### Written problem
Reproduce only the lines from the line containing "of the golden" to the end of the entries below, including both of those lines.

### Data extract
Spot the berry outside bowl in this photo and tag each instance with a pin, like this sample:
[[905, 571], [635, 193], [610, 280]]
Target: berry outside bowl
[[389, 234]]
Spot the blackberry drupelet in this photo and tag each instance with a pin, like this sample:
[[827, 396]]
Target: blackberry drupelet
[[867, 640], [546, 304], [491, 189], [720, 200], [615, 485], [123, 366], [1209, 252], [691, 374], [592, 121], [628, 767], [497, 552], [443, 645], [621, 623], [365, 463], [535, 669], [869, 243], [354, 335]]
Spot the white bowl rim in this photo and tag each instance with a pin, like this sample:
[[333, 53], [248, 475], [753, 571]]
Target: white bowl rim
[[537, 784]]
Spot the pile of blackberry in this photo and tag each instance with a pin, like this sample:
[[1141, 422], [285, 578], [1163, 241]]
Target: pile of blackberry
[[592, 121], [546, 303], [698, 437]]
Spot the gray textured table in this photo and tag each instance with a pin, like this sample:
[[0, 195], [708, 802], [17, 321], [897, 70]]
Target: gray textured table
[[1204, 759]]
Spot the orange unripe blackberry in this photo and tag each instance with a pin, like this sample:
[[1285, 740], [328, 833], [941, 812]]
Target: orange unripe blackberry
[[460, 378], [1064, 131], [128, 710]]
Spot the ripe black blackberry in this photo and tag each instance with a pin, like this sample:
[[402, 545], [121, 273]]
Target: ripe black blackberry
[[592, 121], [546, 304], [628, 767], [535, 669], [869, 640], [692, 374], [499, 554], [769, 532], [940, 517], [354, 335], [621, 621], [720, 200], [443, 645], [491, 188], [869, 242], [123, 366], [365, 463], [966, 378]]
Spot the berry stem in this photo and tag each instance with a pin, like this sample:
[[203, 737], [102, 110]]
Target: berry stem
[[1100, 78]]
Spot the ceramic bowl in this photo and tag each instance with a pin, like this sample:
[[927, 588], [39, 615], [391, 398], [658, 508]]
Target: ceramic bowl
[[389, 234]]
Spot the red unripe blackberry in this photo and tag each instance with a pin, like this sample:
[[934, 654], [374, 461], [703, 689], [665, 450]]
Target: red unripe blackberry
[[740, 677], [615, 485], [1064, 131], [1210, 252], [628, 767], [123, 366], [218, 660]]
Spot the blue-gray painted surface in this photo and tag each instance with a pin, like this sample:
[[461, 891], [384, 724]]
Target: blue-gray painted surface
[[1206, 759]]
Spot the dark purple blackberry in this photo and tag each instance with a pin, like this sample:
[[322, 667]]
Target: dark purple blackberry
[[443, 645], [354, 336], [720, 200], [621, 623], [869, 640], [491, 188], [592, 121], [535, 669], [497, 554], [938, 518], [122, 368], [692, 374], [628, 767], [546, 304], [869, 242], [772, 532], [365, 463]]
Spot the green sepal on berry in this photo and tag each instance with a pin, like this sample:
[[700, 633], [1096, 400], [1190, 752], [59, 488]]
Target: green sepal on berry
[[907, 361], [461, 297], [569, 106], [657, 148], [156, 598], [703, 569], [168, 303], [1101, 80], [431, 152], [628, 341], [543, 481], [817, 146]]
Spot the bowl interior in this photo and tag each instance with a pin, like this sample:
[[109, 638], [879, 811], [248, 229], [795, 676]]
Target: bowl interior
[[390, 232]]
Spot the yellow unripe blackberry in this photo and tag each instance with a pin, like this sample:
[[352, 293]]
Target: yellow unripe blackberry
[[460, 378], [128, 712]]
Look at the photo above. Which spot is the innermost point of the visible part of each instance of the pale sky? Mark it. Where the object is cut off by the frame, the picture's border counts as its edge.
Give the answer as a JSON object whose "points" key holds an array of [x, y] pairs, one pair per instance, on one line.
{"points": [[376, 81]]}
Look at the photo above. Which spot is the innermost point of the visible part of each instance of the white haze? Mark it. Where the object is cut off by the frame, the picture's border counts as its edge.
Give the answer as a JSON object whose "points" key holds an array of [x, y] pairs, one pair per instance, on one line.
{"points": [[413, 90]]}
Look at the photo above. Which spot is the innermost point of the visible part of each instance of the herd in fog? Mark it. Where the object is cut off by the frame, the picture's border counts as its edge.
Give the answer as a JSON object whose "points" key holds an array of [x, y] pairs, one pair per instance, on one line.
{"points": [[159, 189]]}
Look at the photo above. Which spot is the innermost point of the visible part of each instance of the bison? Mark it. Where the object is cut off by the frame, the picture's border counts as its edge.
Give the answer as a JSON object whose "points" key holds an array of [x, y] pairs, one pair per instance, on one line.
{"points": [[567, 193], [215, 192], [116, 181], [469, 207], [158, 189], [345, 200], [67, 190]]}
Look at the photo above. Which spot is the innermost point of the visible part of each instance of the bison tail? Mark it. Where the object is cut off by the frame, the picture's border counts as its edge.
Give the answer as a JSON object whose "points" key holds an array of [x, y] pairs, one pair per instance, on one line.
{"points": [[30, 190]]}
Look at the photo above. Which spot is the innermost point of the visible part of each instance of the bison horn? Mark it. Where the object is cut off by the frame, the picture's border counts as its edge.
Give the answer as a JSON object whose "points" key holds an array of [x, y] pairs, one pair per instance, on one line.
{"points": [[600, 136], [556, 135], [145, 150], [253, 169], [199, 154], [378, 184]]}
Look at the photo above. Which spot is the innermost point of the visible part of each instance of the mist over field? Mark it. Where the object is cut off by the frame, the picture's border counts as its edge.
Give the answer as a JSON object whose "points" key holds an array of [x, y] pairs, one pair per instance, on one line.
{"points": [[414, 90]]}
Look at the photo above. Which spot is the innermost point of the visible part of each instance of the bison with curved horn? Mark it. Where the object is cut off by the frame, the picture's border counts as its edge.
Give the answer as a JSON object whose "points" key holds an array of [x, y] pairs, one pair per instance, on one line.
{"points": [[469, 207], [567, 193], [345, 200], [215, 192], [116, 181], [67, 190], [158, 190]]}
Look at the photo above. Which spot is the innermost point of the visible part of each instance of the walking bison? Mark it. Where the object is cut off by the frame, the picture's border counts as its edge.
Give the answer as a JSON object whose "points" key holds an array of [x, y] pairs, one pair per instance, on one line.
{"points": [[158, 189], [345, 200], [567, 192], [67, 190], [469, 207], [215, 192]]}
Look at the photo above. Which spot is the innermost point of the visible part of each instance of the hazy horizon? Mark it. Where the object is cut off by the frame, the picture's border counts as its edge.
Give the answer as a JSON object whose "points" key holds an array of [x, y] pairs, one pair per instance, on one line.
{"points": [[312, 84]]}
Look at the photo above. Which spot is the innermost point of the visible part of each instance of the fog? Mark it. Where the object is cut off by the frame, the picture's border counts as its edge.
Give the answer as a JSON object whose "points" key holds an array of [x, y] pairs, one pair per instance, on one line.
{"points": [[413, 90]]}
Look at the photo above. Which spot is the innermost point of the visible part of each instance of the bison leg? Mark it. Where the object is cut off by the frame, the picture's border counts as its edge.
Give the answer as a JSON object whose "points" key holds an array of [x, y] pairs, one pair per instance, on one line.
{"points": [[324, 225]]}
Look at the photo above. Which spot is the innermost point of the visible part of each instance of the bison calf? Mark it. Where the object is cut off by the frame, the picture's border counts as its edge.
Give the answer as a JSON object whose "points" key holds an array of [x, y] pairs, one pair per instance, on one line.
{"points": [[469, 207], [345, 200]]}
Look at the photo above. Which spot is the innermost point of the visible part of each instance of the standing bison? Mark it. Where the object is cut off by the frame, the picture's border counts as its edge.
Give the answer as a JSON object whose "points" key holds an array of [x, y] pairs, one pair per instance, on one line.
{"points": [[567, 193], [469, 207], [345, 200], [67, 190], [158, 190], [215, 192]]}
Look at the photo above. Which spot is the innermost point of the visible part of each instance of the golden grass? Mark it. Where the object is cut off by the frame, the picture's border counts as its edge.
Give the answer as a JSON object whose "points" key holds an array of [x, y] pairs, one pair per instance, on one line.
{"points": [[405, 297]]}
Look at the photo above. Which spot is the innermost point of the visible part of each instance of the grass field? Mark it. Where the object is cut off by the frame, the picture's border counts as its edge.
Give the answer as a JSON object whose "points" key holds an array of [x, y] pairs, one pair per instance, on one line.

### Result for this task
Look at the photo above. Which spot is the innermost point of the visible part of each instance of the golden grass? Mark it. Where the object is cut off by the frame, the picture's border counts as its edge.
Give the answer as a JSON object whose "points" key holds an array of [x, y] pairs, one pair per instance, on one line.
{"points": [[405, 297]]}
Look at the photo above. Which spot is the innermost point of the visible part of each instance of the grass field? Mark it. Where the object is cut off by the frame, the picture's border counts as its edge.
Give the answer as a JSON object whose "points" key holds an array of [x, y] pairs, one pair per instance, on one line.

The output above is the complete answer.